# My Climbing Gear



## rwbinbc (Feb 3, 2010)

I have the cheapest setup I could afford, Buckingham spikes, Buckingham saddle, and arborplex ropes. I made a buck strap out of the climbing rope and used a climbing hitch to set the size. Is this sound safe to use? Another ? is my spikes I bought used and the bottom straps dont have the rings in them and they are bearly long enough to use. They seem to loosen up while I'm using them. Should they have the rings in them? I plan on buying some soon. 



Any input Thanks Rob.


----------



## climber338 (Feb 4, 2010)

i think that you should be ok with what you have. If you cut the buckstrap from your climbing line then i would make sure that the ends of the rope will not come undone. As long as your using the correct climbing knots and hitches you should be safe. Your straps for you spikes should be on there already. As far as i know they should be connected to it with that ring that you were talking about. My spikes always tend to get loose after getting 10-20 feet into the tree so i always cinch then back up once im in a good spot. Be safe and have fun.


----------



## RacerX (Feb 4, 2010)

Replacement straps aren't that expensive so if the ones that you have a are a problem then you should replace them. Are you using those spurs for removals?


----------



## rwbinbc (Feb 4, 2010)

*Here is what it looks like*

Hope This is safe. I have used it just wanting anyone's ideals


----------



## rwbinbc (Feb 4, 2010)

Yes I use them for removal only, I want a set of acsenders for triming.


----------



## oscar4883 (Feb 4, 2010)

I like a thimble on the end of my lanyard were it hooks to the snap. Some snaps, can't quite tell on yours, can be a little sharp for my liking were the rope feeds thru.


----------



## tree md (Feb 4, 2010)

Buckstrap looks good to me. I have made a many of them just like that.

Tip: when you put your spikes on work your foot up and down before you go up the tree by moving your ankle up and down. This will work any slop in the straps loose and you can then cinch them down tight where they need to be.


----------



## dantiff2 (Feb 4, 2010)

Stihl-O-Matic gave me some awesome advise about spurs. Take one wrap around the spur shank then go around your leg to buckle. This will keep the strap tight and the shank in place. It's much better, but you said your straps are short so you might not be able to do this..My straps are 26" long with the rings already attached.

Wespur part# Item # spu717
Bailey's part #Item # 21112

Dan


----------



## rwbinbc (Feb 4, 2010)

My spikes are like new but I bought at a pawn shop for $100, The bottom straps are not long enough nor do they have the rings in them. I just going to buy new bottom straps for them. I look at them and think the rings alone would help alot. What about up grading to velcro tops? The guys I work with keep talking about Velcro top pads are they all that? 



Rob


----------



## Tree Pig (Feb 4, 2010)

- **Given request**
Answer from the climbing gear thread:
1. Where did Rob buy his spikes, and how much did he pay?
2. What does Rob use his spurs for?
3. How long are dantiff2's straps?

- **Information supplied**

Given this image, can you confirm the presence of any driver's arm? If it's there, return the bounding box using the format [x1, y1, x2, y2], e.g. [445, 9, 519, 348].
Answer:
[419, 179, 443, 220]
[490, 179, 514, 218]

- **Final result**
1. At a pawn shop, for $100.
2. For removals only.
3. 26 inches, with the rings already attached.